■ WHAT THE EXERCISE ASKS ■
Output each line of the material exactly as it stands.

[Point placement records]
========

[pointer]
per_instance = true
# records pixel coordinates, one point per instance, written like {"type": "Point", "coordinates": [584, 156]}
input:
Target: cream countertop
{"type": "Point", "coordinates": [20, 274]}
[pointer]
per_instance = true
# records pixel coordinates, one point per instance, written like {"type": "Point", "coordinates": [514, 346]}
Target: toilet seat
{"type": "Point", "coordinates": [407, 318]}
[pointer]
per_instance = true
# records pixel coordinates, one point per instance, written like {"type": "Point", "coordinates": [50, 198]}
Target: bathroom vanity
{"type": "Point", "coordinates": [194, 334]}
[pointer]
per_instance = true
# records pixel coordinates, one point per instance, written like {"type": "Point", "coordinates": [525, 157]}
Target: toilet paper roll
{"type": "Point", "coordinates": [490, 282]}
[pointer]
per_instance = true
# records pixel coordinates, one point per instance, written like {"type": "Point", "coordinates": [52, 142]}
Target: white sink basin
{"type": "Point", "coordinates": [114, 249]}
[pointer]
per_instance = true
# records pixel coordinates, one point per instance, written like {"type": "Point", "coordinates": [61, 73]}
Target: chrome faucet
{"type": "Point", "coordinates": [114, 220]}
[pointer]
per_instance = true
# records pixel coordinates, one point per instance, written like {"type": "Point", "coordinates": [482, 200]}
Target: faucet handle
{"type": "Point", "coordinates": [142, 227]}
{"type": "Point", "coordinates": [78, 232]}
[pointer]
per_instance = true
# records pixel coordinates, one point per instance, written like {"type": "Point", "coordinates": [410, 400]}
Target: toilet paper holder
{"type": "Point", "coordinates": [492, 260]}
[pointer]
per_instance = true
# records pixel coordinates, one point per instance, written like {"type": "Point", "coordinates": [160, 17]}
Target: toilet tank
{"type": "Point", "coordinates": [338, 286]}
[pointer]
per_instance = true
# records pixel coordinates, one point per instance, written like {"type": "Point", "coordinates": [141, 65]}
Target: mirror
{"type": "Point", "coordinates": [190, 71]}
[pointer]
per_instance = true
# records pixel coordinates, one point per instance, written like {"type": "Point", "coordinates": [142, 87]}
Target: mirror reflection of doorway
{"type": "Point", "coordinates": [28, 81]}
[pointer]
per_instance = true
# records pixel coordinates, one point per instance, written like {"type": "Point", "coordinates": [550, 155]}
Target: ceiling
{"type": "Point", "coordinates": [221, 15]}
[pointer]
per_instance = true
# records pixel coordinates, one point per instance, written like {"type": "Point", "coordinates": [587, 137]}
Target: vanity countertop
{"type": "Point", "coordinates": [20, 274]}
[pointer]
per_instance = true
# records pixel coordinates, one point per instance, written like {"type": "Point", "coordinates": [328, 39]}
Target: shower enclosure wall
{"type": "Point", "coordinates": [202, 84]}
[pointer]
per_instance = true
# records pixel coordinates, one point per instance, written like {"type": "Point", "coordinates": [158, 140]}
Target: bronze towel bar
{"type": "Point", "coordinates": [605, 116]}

========

■ EXERCISE ANSWER ■
[pointer]
per_instance = true
# records pixel coordinates, one point per instance, written like {"type": "Point", "coordinates": [584, 156]}
input:
Target: cream countertop
{"type": "Point", "coordinates": [20, 274]}
[pointer]
per_instance = true
# records pixel coordinates, one point per instance, written like {"type": "Point", "coordinates": [514, 346]}
Target: toilet seat
{"type": "Point", "coordinates": [407, 318]}
[pointer]
per_instance = true
# records pixel coordinates, one point per instance, written like {"type": "Point", "coordinates": [50, 198]}
Target: bathroom vanity
{"type": "Point", "coordinates": [194, 334]}
[pointer]
per_instance = true
# records pixel coordinates, one point per instance, written like {"type": "Point", "coordinates": [525, 157]}
Target: toilet paper roll
{"type": "Point", "coordinates": [490, 282]}
[pointer]
per_instance = true
# records pixel coordinates, one point per instance, written like {"type": "Point", "coordinates": [52, 142]}
Target: white sink basin
{"type": "Point", "coordinates": [114, 249]}
[pointer]
per_instance = true
# records pixel coordinates, one point per instance, written like {"type": "Point", "coordinates": [61, 73]}
Target: chrome faucet
{"type": "Point", "coordinates": [114, 220]}
[pointer]
per_instance = true
# records pixel coordinates, one point per instance, written like {"type": "Point", "coordinates": [482, 200]}
Target: faucet handle
{"type": "Point", "coordinates": [142, 227]}
{"type": "Point", "coordinates": [78, 232]}
[pointer]
per_instance = true
# records pixel coordinates, one point per instance, written like {"type": "Point", "coordinates": [410, 400]}
Target: toilet paper holder
{"type": "Point", "coordinates": [492, 260]}
[pointer]
per_instance = true
# records pixel coordinates, one point per instance, written like {"type": "Point", "coordinates": [160, 17]}
Target: toilet tank
{"type": "Point", "coordinates": [338, 286]}
[pointer]
per_instance = true
# records pixel coordinates, one point per instance, written like {"type": "Point", "coordinates": [141, 65]}
Target: mirror
{"type": "Point", "coordinates": [190, 71]}
[pointer]
per_instance = true
# records pixel coordinates, one point per instance, written like {"type": "Point", "coordinates": [142, 87]}
Target: mirror reflection of doorway
{"type": "Point", "coordinates": [28, 81]}
[pointer]
per_instance = true
# records pixel coordinates, one point per instance, written like {"type": "Point", "coordinates": [550, 155]}
Target: ceiling
{"type": "Point", "coordinates": [221, 15]}
[pointer]
per_instance = true
# records pixel coordinates, one point per instance, written like {"type": "Point", "coordinates": [587, 137]}
Target: vanity countertop
{"type": "Point", "coordinates": [20, 274]}
[pointer]
per_instance = true
# records pixel coordinates, one point per instance, written like {"type": "Point", "coordinates": [328, 39]}
Target: shower enclosure wall
{"type": "Point", "coordinates": [202, 84]}
[pointer]
per_instance = true
# records pixel coordinates, one point per instance, written like {"type": "Point", "coordinates": [158, 140]}
Target: bronze towel bar
{"type": "Point", "coordinates": [605, 116]}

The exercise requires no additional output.